Written request: Print, with no changes, the stretch of items from the line that contains "row: storm cloud" through the line that contains "Each instance of the storm", including both of those lines.

Dataset records:
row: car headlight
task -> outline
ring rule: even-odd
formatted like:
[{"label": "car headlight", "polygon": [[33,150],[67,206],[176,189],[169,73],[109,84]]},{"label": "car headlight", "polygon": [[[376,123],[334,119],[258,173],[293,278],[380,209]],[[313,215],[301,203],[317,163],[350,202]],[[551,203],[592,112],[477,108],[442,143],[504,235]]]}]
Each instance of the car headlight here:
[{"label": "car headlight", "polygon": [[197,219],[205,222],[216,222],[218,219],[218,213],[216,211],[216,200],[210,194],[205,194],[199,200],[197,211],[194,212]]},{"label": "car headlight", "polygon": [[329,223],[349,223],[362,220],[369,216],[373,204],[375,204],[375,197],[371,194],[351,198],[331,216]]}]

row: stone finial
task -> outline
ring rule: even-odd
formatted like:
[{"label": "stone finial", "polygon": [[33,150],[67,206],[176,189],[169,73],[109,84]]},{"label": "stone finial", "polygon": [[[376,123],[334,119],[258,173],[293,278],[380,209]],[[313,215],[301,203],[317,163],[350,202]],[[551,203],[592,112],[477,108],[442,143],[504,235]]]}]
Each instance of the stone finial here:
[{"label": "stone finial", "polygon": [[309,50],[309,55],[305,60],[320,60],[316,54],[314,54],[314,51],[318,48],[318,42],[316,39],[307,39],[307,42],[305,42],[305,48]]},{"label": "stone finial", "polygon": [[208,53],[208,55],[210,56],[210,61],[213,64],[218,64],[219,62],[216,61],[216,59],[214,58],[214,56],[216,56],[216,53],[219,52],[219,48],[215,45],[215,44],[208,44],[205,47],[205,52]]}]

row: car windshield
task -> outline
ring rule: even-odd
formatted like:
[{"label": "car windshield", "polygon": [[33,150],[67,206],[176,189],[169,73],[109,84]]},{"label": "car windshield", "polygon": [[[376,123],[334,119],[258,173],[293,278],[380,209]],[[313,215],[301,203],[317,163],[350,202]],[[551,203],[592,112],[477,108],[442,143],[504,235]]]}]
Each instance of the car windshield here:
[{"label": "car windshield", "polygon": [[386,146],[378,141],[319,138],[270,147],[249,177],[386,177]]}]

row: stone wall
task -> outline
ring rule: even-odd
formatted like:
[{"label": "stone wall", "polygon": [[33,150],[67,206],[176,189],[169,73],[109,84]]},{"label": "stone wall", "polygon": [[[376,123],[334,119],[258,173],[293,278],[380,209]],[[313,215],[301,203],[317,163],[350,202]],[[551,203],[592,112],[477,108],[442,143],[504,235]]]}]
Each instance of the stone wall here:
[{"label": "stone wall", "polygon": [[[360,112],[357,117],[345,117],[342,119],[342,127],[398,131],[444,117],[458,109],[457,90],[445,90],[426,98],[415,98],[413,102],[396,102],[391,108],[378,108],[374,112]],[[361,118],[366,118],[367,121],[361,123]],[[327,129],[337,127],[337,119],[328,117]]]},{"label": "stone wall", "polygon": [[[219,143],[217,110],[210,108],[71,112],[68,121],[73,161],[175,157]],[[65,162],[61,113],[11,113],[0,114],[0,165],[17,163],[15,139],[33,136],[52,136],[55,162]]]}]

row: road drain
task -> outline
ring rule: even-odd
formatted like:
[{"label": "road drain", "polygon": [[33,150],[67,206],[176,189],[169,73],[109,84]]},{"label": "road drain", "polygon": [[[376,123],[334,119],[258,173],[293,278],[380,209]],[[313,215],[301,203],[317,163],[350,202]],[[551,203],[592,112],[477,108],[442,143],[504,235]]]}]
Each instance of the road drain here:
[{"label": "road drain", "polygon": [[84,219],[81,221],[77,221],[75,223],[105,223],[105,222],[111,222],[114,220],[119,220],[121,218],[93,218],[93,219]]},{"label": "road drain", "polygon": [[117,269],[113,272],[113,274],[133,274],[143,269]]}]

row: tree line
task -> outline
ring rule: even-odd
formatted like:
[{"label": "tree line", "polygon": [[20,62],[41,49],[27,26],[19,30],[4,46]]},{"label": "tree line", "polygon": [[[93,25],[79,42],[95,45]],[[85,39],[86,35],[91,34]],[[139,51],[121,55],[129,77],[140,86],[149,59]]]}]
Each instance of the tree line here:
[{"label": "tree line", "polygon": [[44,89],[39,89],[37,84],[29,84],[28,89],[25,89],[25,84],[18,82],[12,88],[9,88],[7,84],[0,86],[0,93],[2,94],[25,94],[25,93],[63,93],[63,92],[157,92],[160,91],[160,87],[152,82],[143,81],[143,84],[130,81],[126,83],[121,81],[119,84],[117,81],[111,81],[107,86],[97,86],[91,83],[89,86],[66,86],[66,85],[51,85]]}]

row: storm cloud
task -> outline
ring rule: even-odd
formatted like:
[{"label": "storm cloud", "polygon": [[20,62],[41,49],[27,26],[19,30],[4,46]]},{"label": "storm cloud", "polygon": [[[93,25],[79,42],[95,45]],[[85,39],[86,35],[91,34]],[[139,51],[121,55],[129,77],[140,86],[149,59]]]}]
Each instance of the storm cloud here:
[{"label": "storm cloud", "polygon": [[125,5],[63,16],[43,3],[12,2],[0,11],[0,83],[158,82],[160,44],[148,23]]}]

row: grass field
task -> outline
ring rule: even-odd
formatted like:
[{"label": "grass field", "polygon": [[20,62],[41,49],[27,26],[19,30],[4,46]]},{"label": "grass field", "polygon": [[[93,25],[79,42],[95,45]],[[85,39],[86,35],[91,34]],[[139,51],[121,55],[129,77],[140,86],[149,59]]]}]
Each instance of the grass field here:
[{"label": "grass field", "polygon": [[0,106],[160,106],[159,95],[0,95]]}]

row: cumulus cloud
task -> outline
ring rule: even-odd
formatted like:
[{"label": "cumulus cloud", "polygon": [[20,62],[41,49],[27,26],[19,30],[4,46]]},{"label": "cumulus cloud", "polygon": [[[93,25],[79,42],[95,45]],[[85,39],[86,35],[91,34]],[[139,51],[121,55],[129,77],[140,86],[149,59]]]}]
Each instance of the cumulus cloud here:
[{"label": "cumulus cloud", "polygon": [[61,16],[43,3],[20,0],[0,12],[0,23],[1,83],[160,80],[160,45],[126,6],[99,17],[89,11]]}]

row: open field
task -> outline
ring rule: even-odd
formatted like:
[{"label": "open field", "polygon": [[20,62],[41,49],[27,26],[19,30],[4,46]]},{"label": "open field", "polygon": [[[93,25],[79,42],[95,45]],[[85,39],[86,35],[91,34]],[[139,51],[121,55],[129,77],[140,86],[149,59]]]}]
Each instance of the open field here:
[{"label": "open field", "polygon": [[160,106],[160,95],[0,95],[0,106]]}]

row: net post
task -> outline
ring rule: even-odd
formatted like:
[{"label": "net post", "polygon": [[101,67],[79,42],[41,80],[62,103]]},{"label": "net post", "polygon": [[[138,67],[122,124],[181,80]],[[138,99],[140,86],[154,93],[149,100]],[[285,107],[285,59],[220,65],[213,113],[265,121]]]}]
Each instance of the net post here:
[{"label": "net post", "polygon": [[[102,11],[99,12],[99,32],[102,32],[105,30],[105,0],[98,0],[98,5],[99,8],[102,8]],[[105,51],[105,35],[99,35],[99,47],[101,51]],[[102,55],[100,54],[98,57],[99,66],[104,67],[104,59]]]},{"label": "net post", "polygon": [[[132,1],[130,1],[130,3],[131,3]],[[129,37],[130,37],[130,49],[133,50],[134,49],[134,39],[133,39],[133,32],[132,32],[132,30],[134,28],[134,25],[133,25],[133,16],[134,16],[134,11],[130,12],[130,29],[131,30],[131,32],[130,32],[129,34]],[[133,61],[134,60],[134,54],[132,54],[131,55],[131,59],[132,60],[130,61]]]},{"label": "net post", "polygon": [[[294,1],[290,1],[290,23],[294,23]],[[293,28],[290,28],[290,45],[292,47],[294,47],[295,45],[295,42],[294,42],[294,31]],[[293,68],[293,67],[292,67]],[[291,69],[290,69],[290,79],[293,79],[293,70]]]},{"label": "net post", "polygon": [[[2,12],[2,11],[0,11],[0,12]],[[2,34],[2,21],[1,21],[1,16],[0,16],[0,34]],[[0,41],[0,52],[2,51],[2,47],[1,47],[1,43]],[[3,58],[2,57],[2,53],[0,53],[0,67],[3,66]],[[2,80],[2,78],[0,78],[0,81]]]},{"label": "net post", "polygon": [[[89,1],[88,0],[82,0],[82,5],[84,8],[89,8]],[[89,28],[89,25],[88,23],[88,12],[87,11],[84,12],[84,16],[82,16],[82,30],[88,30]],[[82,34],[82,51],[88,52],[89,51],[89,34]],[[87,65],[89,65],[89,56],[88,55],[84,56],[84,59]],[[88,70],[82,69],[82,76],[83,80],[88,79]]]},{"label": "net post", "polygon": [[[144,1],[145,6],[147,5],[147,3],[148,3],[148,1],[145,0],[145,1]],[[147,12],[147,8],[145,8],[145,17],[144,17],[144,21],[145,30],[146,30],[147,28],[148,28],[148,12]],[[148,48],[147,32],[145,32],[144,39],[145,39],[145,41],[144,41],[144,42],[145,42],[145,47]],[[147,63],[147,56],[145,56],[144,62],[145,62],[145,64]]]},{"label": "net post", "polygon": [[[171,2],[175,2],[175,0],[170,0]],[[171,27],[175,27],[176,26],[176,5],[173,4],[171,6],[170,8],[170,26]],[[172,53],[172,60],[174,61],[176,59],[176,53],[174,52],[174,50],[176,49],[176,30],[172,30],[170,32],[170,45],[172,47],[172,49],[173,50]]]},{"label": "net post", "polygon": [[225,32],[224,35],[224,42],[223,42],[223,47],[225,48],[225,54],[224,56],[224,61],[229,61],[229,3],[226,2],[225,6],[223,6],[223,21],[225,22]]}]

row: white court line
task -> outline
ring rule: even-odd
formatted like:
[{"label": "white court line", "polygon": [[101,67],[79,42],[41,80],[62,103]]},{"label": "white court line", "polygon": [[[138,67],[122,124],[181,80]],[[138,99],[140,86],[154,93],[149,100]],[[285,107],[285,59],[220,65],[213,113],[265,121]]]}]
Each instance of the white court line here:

Result:
row: storm cloud
task -> outline
ring rule: even-odd
formatted like:
[{"label": "storm cloud", "polygon": [[20,62],[41,49],[27,26],[19,30],[4,46]]},{"label": "storm cloud", "polygon": [[[93,25],[79,42],[95,45]],[[85,39],[86,35],[91,34]],[[139,51],[121,55],[129,77],[140,86],[149,59]]]}]
Each instance of the storm cloud here:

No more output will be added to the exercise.